CONSIGNE A:
Présentez sous forme de liste numérotée le passage des entrées qui va de leur début jusqu'à la ligne contenant « 27;73;350;234 », celle-ci comprise. Laissez de côté les lignes vides et les images.

TEXTE DE LA PAGE:
::::::::

Voilà comment j’appris à convoiter en silence, à me cacher, à dissimuler, à mentir, et à dérober enfin, fantaisie qui jusqu’alors ne m’était pas venue, et dont je n’ai pu depuis lors bien me guérir. La convoitise et l’impuissance mènent toujours là. Voilà pourquoi tous les laquais sont fripons, et pourquoi tous les apprentis doivent l’être; mais dans un état égal et tranquille, où tout ce qu’ils voient est à leur portée, ces derniers perdent en grandissant ce honteux penchant. N’ayant pas eu le même avantage, je n’en ai pu tirer le même profit.
Ce sont presque toujours de bons sentiments mal dirigés qui font faire aux enfants le premier pas vers le mal. Malgré les privations et les tentations continuelles, j’avais demeuré plus d’un an chez mon maître sans pouvoir me résoudre à rien prendre, pas même des choses à manger. Mon premier vol fut une affaire de complaisance; mais il ouvrit la porte à d’autres qui n’avaient pas une si louable fin.

::::::::

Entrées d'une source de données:
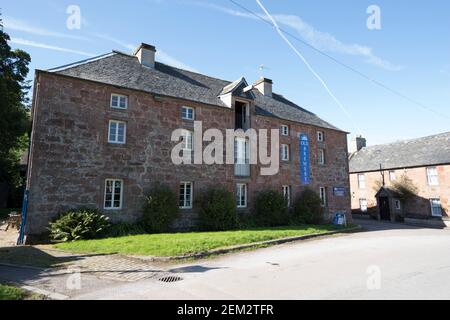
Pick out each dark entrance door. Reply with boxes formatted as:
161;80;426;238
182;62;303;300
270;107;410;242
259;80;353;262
379;197;391;220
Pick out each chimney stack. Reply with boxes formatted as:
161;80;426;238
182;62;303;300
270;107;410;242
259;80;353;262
253;78;273;97
351;136;366;152
134;43;156;69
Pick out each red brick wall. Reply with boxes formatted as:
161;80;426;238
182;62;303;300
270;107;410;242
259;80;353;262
350;165;450;218
27;73;350;234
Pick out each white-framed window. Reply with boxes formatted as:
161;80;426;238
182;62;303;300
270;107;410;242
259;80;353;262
103;179;123;210
111;93;128;110
282;186;291;207
236;183;247;208
108;120;127;144
358;174;366;189
281;125;289;136
181;106;195;120
427;167;439;186
389;171;397;181
181;130;194;152
430;199;442;217
317;131;325;142
319;187;328;207
180;181;193;209
281;144;289;161
359;198;367;212
394;199;402;210
317;149;325;165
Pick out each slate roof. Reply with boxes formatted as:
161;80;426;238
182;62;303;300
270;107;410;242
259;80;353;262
349;132;450;173
48;51;342;131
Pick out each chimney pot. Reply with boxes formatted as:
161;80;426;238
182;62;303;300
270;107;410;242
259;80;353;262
134;43;156;69
254;78;273;97
351;136;366;152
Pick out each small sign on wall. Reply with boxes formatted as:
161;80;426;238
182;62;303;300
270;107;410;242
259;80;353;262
299;133;311;185
333;187;345;197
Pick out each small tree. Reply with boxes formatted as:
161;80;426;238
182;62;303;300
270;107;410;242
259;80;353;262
140;185;180;233
49;209;111;241
196;187;237;231
255;190;289;226
293;188;323;224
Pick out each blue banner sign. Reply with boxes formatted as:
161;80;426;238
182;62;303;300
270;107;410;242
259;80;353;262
333;187;345;197
300;133;311;185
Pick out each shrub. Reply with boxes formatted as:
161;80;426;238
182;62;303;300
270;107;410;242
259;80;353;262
196;187;237;231
255;190;289;226
108;222;146;238
293;188;323;224
140;185;180;233
49;209;110;241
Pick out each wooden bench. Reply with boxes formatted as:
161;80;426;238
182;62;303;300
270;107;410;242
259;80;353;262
5;212;22;231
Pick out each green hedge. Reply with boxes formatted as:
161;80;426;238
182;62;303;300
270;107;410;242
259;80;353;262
49;209;110;241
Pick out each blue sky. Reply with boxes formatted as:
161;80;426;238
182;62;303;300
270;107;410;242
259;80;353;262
1;0;450;145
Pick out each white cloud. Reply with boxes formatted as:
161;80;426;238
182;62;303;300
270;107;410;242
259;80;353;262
10;38;96;57
2;17;86;40
190;2;404;71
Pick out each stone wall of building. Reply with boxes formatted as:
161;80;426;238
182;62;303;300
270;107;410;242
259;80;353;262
350;165;450;218
27;72;350;234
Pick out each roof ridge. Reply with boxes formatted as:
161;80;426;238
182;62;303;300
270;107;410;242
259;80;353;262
361;131;450;150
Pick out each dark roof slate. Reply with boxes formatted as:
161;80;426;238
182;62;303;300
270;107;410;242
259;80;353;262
349;132;450;173
49;51;341;131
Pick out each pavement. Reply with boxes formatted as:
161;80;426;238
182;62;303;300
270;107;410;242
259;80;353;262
0;220;450;300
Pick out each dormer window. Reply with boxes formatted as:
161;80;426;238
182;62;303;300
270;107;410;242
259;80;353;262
111;93;128;110
317;131;325;142
181;106;195;120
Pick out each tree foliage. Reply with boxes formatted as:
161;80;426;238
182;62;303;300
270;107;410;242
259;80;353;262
0;13;31;202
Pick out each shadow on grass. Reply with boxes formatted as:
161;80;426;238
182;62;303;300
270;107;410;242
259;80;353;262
0;246;107;268
168;265;227;273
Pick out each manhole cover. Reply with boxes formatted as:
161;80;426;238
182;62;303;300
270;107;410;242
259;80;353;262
158;276;183;282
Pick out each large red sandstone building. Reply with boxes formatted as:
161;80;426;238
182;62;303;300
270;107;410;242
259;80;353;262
26;44;350;234
350;132;450;222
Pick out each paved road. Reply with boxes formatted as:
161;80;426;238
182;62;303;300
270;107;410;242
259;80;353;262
0;221;450;299
74;221;450;299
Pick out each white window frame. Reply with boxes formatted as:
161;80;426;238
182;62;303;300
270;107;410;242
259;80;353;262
103;179;124;210
359;198;368;212
389;170;397;181
181;130;194;152
108;120;127;144
319;187;328;207
282;186;291;207
317;148;325;166
357;173;366;190
281;144;290;161
317;131;325;142
430;198;442;217
179;181;194;209
181;106;195;121
110;93;128;110
236;183;248;209
427;167;439;186
281;124;289;136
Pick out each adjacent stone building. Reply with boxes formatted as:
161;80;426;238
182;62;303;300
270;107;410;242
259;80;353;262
26;44;350;234
350;132;450;221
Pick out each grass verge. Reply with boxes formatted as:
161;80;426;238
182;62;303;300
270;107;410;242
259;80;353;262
55;225;348;257
0;284;44;300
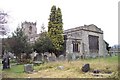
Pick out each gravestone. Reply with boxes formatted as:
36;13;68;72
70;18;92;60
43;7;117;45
48;56;56;61
67;53;72;61
82;64;90;72
34;54;42;61
72;54;76;60
24;64;33;73
58;55;65;61
2;53;10;69
44;55;48;62
57;66;64;70
93;69;100;73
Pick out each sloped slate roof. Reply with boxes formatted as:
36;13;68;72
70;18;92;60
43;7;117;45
64;24;103;34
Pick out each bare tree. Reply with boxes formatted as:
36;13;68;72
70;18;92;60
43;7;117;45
0;11;9;36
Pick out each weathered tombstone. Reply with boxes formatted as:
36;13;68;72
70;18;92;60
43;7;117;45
67;53;72;61
93;69;100;73
44;55;48;62
24;64;33;73
57;66;64;70
48;56;56;61
34;54;42;61
58;55;65;61
2;53;10;69
72;54;76;60
82;64;90;72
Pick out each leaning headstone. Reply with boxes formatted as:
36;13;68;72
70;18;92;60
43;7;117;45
24;64;33;73
82;64;90;72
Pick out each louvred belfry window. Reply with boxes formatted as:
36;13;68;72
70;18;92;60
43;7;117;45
88;35;99;52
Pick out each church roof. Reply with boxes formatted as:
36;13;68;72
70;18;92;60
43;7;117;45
64;24;103;34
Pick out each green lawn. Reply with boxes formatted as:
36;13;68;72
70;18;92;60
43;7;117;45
2;56;118;78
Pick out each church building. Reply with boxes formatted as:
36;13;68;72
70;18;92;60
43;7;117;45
21;22;107;57
64;24;107;57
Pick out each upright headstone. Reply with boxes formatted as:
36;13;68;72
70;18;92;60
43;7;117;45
58;55;65;61
67;53;72;61
2;53;10;69
82;64;90;72
24;64;33;73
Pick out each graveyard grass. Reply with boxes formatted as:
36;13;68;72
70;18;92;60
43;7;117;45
2;56;118;78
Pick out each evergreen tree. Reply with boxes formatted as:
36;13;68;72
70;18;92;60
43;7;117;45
48;6;64;56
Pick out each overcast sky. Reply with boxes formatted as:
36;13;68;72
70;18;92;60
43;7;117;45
0;0;119;46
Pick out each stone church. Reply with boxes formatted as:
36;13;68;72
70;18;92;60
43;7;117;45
64;24;107;57
21;22;107;57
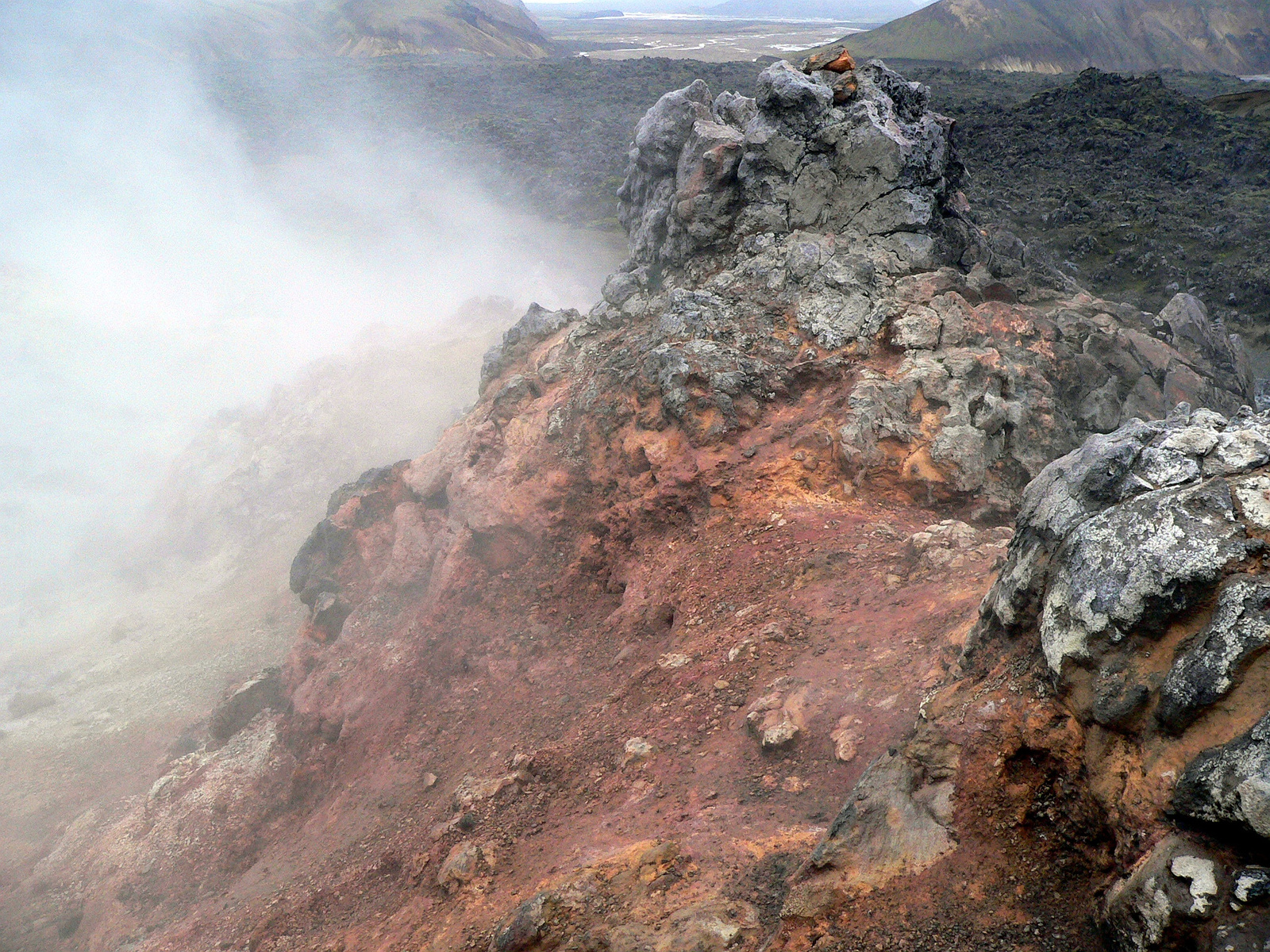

::::::::

CONSIGNE B:
Selon le texte sur la convoitise, qu'a été le premier vol ?

RÉSULTAT ATTENDU A:
1. Pick out each dark entrance door. Reply with boxes formatted as:
2. 161;80;426;238
3. 182;62;303;300
4. 270;107;410;242
5. 259;80;353;262
6. 379;197;391;220
7. Pick out each chimney stack. Reply with boxes formatted as:
8. 161;80;426;238
9. 182;62;303;300
10. 270;107;410;242
11. 259;80;353;262
12. 253;78;273;97
13. 351;136;366;152
14. 134;43;156;69
15. Pick out each red brick wall. Reply with boxes formatted as:
16. 161;80;426;238
17. 182;62;303;300
18. 270;107;410;242
19. 259;80;353;262
20. 350;165;450;218
21. 27;73;350;234

RÉSULTAT ATTENDU B:
Une affaire de complaisance.